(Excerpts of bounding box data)

----------------

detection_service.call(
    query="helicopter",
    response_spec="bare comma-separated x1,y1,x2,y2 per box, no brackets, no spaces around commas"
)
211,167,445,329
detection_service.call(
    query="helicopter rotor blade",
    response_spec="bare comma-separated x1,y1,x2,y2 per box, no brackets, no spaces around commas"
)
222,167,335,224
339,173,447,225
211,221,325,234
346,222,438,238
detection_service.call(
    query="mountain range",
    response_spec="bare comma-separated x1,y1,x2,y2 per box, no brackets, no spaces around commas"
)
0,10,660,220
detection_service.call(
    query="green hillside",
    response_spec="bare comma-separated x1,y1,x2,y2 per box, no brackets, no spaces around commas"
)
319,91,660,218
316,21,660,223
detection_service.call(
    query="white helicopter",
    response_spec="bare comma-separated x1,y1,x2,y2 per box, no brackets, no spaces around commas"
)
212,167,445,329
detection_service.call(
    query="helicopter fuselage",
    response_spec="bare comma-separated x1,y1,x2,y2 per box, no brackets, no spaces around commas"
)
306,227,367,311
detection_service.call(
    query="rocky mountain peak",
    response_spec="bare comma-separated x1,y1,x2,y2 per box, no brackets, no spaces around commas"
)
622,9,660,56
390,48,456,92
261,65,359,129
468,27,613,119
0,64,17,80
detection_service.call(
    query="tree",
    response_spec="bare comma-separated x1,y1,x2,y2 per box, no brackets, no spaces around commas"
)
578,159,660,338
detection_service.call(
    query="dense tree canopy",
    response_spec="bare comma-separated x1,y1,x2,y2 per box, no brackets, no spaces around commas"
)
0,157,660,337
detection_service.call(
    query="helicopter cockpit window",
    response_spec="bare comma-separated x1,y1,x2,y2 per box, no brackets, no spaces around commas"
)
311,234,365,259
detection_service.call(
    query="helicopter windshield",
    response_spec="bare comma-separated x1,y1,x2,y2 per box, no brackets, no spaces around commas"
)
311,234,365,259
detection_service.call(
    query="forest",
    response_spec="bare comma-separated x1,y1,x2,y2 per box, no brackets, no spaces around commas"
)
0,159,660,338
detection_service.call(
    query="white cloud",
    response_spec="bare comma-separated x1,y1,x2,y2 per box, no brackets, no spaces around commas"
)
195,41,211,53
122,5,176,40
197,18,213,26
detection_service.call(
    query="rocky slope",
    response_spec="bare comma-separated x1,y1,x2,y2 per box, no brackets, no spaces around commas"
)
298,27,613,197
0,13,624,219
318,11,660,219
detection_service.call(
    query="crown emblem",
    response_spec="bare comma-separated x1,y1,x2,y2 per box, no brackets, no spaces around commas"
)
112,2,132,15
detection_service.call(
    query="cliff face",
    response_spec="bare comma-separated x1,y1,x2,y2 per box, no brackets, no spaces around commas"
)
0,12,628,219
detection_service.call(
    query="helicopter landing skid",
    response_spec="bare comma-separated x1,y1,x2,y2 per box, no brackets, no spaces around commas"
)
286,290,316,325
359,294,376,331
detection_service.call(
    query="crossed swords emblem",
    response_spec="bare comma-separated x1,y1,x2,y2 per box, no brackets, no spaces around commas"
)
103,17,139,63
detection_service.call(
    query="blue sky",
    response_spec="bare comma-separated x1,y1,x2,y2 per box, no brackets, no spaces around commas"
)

----------------

*Requirement:* Copy the material above word for word, from its first line down to and including the line that contains "0,10,660,220".

*Output for this task:*
detection_service.call(
    query="helicopter",
    response_spec="bare comma-separated x1,y1,x2,y2 per box, no brackets, no spaces around commas"
)
211,167,445,329
detection_service.call(
    query="helicopter rotor blade",
    response_spec="bare comma-separated x1,y1,x2,y2 per box, no brackets, no spaces around commas"
)
222,167,335,224
339,173,447,225
211,221,325,234
346,222,438,238
detection_service.call(
    query="mountain range",
    response_spec="bare comma-separated x1,y1,x2,y2 per box, no brackets, no spaces around commas"
)
0,10,660,220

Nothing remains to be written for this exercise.